▶ **AIM A**
Filter the rows below, keeping every line that contains the string "shrub". Matching is case-sensitive.

▶ **SOURCE TEXT**
Midway through the pelvic appendage muscles I started having dissection dreams. I don't particularly feel like relating them. I think it was at this point I told my friend Natalie how desperately I missed my lobsters. Most of all, my mind was beginning to change. My semantic network was coming unravelled; a new architecture was under rapid construction and the ripples of that were throwing everything else out of balance.
The dreams crept into days, or days into dreams, I'm not sure which. With the midterm approaching, I forced myself into an enhanced assimilation mode, in which I could learn far more rapidly. It's a mental discipline I learned when I was younger, but it's not without a cost: inability to sit still, rapid and aggressive speech, impatience, low tolerance for frustration, and generally turning into a miserable fucking bastard. And the crash, which came shortly after the lab midterm, was worse.

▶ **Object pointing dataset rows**
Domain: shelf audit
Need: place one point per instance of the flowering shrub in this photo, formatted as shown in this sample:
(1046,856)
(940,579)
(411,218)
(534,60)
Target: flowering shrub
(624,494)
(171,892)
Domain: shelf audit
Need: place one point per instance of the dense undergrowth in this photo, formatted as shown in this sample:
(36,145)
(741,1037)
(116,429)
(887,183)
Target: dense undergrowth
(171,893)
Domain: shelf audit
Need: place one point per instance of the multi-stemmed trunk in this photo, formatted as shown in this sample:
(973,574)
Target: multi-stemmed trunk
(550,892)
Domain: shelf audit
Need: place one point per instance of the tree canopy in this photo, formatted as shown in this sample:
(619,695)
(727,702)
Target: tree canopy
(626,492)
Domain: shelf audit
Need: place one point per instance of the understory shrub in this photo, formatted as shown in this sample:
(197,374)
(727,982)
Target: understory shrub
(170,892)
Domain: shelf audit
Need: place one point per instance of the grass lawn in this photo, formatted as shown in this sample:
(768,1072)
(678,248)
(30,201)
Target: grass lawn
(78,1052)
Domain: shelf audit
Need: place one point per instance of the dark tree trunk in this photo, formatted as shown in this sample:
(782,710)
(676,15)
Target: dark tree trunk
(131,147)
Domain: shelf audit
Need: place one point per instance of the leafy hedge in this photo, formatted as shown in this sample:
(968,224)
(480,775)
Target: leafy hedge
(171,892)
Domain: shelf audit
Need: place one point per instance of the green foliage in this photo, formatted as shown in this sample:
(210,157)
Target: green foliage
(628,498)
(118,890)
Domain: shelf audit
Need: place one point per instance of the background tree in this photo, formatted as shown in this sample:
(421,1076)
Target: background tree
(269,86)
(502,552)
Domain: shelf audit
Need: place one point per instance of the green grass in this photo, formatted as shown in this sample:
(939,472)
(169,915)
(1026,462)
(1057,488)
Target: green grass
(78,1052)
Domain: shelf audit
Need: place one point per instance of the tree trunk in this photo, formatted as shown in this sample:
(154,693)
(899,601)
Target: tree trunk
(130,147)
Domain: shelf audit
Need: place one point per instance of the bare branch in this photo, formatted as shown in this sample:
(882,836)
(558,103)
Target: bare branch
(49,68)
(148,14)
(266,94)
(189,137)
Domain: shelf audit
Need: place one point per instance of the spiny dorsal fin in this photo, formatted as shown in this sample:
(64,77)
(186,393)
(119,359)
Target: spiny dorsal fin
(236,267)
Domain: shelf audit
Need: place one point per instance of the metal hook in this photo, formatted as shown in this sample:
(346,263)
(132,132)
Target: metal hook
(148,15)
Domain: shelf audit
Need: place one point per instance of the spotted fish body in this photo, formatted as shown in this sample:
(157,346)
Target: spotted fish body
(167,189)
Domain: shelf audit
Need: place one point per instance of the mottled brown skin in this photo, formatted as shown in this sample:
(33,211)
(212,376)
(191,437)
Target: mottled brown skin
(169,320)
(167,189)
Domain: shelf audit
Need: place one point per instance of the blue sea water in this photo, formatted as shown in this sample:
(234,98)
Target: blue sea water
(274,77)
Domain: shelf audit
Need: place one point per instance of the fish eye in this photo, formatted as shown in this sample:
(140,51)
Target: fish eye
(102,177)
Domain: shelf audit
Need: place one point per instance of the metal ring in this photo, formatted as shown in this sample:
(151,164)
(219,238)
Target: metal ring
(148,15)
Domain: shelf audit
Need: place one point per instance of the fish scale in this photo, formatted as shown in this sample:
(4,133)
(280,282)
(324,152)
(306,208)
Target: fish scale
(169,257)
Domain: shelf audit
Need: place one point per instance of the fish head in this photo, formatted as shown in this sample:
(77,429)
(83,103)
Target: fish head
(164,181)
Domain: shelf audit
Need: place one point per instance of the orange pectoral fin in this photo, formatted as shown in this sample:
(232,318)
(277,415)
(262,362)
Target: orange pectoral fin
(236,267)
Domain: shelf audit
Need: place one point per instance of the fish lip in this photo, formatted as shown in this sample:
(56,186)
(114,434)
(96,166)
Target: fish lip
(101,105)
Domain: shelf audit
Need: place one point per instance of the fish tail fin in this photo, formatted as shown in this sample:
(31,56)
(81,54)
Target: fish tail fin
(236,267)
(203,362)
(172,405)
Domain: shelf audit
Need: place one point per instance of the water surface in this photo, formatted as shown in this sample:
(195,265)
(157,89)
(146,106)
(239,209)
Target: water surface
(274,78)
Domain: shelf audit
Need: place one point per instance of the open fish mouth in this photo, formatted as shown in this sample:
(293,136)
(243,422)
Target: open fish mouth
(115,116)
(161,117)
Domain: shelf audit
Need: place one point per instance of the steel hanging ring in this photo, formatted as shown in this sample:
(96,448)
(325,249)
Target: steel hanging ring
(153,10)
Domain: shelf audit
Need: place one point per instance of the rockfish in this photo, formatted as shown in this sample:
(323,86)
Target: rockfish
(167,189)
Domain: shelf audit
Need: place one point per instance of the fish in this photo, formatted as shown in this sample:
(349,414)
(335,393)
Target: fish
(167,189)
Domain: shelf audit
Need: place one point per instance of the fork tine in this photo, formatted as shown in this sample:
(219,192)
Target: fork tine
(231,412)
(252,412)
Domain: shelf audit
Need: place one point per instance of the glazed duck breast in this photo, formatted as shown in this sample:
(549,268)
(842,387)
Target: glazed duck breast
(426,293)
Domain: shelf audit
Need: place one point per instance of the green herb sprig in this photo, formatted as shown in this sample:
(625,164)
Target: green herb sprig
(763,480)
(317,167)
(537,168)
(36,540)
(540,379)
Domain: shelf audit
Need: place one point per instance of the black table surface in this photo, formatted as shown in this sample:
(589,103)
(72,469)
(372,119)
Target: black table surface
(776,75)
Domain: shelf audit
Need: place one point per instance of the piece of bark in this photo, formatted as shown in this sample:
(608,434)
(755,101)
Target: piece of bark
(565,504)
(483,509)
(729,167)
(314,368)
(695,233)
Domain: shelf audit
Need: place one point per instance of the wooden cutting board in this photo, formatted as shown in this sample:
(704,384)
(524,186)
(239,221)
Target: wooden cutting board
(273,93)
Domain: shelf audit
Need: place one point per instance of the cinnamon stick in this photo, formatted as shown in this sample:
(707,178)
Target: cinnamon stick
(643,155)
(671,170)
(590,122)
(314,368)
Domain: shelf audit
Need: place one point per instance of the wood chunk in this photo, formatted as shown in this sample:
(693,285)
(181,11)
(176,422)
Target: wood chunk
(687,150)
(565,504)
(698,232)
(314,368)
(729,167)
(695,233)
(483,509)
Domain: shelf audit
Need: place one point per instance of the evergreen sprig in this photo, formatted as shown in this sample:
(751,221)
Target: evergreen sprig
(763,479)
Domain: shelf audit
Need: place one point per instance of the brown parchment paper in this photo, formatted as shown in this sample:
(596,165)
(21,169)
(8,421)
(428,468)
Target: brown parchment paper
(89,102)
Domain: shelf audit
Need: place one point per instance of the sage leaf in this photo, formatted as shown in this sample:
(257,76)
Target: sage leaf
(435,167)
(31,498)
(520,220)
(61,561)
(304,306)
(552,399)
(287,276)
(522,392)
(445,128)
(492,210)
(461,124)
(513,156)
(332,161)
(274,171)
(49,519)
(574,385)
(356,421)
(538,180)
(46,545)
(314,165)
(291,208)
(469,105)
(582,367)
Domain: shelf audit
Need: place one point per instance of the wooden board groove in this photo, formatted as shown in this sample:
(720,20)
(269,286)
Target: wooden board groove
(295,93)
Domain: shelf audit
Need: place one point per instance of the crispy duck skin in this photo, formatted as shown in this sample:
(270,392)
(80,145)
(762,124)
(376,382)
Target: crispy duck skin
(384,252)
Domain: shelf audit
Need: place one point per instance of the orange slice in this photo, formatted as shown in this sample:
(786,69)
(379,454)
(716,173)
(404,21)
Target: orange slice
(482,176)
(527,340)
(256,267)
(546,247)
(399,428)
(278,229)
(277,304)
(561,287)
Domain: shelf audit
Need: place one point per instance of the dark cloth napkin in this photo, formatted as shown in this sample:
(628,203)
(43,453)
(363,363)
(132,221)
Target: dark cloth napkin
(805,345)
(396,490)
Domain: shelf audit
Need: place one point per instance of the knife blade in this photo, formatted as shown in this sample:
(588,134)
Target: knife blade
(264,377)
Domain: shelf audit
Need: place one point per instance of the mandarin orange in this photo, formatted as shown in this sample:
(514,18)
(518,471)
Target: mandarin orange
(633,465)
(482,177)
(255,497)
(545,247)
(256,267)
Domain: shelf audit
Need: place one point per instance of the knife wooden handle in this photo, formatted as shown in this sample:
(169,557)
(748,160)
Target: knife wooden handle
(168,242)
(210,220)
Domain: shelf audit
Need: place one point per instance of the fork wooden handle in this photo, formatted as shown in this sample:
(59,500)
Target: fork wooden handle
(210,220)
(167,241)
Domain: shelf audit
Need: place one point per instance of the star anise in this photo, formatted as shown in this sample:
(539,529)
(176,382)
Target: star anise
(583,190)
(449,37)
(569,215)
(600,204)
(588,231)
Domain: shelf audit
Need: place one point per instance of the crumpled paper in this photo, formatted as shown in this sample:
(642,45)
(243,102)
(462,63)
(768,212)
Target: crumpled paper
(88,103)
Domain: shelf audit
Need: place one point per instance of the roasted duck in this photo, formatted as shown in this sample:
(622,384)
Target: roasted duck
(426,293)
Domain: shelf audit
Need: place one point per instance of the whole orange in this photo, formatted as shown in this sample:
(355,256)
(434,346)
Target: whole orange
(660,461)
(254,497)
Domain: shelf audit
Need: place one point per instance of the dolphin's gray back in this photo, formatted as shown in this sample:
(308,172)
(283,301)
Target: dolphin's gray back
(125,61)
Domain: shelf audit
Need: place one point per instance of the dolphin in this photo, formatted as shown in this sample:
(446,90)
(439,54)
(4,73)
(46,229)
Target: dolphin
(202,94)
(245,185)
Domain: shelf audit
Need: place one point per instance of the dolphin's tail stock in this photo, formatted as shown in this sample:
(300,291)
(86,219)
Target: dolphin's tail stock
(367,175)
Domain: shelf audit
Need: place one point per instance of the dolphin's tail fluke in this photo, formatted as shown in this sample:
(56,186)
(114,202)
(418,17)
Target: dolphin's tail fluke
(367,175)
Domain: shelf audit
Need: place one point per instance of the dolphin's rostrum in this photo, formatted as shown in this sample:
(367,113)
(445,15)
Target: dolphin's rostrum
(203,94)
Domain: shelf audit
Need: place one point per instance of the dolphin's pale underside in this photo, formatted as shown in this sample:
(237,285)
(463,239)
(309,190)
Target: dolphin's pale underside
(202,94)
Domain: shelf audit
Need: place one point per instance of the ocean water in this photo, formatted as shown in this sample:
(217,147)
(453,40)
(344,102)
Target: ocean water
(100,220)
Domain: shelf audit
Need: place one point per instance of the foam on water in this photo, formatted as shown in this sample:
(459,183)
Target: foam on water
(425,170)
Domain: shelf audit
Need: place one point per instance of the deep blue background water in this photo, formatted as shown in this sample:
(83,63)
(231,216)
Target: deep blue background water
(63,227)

▶ **AIM B**
In the passage about dissection dreams, when did the crash come?

▶ **WORKED ANSWER A**
Need: place one point per instance of the flowering shrub in this photo, formatted as shown in this sample:
Target: flowering shrub
Need: place one point per instance of the understory shrub in this photo, formatted as shown in this sample:
Target: understory shrub

▶ **WORKED ANSWER B**
Shortly after the lab midterm.